TASK REQUIREMENTS: In the statement on the Kamloops residential school discovery, what project is the CMA supporting to explore the impact of colonialism and systemic racism in health care?

SUPPLIED PASSAGE:
The discovery of a mass grave containing the remains of 215 children at the site of a former residential school in Kamloops, B.C., has produced a wave of shock, anger, and sadness that continues to wash over the country. Until it leads to concrete action and change, we cannot allow this wave to recede.
As we enter the third decade of the 21st century, the legacy of colonialism in Canada is pervasive. Systemic racism continues to plague our society and our institutions. We can and we must do more to address its devastating impacts. The Canadian Medical Association (CMA) supports an accelerated response to the Truth and Reconciliation Commission’s calls to action.
Residential schools are not the only public institutions in Canada to have mistreated and abused Indigenous Peoples. The recent coroner’s inquest into the death of Joyce Echaquan is a painful reminder of the long shadow of systemic racism.
The CMA is committed to reconciliation with all First Nations, Inuit and Métis Peoples and to identifying and confronting systemic racism and structural inequities within our health care system and medical community. An important step towards this commitment is understanding the experiences of Indigenous Peoples within health care. The CMA is supporting the development of a film series that explores the impact of colonialism and systemic racism in health care; one of many actions needed to achieve positive change.
The devastating loss of 215 children must lead to lasting change. The CMA encourages everyone to learn about the legacy of residential schools and reflect on what actions each of us and our institutions can take towards reconciliation.

DATASET:
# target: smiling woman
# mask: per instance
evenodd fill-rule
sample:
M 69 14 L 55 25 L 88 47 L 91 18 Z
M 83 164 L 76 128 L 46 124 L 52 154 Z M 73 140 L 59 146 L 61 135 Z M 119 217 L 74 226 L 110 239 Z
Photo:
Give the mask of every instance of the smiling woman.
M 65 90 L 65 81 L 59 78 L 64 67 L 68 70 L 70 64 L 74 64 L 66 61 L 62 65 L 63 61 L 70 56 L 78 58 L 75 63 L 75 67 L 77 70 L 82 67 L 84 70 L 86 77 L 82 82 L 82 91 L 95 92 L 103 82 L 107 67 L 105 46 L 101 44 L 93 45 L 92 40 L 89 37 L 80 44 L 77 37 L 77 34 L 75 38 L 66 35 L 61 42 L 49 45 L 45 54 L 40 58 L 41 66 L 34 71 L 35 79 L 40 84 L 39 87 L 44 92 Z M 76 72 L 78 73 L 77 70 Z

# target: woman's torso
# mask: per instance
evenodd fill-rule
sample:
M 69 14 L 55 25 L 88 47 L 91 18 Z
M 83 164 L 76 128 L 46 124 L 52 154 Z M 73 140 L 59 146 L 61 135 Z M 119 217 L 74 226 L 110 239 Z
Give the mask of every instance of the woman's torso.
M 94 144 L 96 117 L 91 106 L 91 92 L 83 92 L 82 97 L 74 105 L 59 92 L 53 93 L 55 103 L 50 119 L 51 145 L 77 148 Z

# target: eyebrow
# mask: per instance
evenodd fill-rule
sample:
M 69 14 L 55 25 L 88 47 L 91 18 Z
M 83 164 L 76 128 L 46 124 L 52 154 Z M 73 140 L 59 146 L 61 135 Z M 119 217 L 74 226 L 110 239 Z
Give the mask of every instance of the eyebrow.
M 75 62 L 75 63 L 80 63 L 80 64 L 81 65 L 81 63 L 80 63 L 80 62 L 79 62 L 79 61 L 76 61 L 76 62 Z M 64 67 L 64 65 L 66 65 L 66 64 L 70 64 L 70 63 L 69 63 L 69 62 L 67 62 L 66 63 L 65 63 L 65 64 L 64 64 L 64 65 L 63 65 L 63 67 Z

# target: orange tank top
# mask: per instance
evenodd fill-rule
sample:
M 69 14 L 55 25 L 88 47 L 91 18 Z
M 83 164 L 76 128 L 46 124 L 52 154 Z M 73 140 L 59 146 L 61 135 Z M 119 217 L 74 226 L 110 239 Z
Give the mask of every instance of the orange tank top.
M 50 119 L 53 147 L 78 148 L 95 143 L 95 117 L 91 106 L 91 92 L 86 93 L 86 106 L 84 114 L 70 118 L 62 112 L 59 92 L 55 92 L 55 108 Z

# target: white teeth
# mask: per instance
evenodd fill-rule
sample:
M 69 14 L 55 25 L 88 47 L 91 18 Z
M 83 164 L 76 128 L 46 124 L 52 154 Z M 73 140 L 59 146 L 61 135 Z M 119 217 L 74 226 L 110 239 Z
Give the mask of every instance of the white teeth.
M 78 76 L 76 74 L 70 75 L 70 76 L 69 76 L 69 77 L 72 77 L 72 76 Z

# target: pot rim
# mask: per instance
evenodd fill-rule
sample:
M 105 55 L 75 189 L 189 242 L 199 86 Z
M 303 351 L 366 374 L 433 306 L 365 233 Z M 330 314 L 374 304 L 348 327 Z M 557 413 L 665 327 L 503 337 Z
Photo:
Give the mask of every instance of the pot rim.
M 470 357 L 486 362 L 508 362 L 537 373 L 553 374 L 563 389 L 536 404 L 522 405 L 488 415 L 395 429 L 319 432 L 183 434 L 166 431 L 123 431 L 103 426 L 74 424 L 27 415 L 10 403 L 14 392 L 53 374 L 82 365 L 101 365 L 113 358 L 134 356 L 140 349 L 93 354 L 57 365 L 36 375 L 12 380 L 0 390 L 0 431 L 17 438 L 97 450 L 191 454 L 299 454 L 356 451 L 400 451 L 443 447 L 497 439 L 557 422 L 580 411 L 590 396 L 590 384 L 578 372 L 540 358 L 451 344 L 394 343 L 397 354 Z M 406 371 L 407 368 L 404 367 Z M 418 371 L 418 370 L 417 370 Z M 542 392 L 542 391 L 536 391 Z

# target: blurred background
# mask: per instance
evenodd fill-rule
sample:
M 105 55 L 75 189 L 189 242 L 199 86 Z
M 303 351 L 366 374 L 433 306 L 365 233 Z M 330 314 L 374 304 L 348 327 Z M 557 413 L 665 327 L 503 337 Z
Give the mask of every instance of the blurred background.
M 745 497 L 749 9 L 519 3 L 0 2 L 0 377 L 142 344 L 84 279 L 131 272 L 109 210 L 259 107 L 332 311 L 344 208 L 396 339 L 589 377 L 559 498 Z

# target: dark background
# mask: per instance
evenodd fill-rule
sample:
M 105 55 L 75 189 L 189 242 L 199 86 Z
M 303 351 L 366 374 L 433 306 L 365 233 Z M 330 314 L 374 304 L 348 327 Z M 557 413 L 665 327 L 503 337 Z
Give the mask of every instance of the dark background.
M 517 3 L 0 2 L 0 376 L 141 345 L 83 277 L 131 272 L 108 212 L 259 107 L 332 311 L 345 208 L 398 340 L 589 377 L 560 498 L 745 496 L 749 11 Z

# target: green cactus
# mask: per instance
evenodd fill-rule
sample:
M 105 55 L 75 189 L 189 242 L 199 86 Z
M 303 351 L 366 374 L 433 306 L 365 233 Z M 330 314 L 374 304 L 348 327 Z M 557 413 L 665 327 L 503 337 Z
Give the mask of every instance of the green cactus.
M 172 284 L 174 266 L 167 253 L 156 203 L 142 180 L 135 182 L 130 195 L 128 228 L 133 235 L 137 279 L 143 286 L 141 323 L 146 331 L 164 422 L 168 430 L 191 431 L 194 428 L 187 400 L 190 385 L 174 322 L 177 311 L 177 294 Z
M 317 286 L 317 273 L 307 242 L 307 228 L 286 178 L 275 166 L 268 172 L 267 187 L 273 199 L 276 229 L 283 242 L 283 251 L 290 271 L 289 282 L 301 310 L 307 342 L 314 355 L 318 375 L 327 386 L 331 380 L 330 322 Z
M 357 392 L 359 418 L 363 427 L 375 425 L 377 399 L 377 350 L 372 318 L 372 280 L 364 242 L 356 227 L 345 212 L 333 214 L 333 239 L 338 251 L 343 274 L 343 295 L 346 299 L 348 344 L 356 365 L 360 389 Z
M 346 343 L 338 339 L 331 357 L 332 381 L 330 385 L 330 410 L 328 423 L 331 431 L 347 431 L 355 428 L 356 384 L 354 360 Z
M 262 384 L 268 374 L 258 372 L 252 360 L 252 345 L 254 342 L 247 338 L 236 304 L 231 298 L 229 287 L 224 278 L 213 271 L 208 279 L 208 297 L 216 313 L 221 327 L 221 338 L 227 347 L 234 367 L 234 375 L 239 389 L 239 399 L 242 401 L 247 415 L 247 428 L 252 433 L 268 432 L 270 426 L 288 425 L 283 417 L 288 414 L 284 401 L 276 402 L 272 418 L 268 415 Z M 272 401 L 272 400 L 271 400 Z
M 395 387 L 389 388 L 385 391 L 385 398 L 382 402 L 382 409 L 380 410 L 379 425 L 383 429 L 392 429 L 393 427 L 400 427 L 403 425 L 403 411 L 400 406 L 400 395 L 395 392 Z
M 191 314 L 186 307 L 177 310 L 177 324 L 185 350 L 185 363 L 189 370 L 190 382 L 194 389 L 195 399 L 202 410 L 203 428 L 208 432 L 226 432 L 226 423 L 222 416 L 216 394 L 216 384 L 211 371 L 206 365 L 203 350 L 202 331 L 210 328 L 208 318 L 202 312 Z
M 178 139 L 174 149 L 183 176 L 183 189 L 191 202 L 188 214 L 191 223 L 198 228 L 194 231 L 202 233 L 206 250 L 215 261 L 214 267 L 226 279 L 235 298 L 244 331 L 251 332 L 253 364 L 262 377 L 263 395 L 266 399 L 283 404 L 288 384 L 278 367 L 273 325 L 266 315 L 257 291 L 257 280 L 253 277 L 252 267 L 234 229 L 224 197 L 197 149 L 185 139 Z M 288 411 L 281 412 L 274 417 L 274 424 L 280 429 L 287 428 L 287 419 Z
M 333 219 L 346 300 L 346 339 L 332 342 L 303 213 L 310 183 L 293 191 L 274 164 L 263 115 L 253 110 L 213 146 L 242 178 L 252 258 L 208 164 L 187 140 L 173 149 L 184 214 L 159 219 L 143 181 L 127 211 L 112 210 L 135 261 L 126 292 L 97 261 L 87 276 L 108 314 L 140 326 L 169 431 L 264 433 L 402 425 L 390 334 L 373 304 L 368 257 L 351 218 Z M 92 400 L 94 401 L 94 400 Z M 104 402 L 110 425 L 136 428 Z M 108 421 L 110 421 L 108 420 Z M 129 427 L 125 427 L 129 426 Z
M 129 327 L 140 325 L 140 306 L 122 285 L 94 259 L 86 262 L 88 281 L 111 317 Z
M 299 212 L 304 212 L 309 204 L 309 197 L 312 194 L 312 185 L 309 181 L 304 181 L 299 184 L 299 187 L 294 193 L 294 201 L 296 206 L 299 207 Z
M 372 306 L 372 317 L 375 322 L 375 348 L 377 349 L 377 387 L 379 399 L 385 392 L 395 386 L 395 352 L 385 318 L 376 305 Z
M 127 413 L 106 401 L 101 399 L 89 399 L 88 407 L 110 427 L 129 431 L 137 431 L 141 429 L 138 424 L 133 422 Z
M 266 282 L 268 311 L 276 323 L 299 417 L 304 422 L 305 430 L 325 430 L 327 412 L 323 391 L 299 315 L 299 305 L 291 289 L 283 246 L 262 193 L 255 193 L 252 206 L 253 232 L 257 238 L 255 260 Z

SOLUTION: The development of a film series.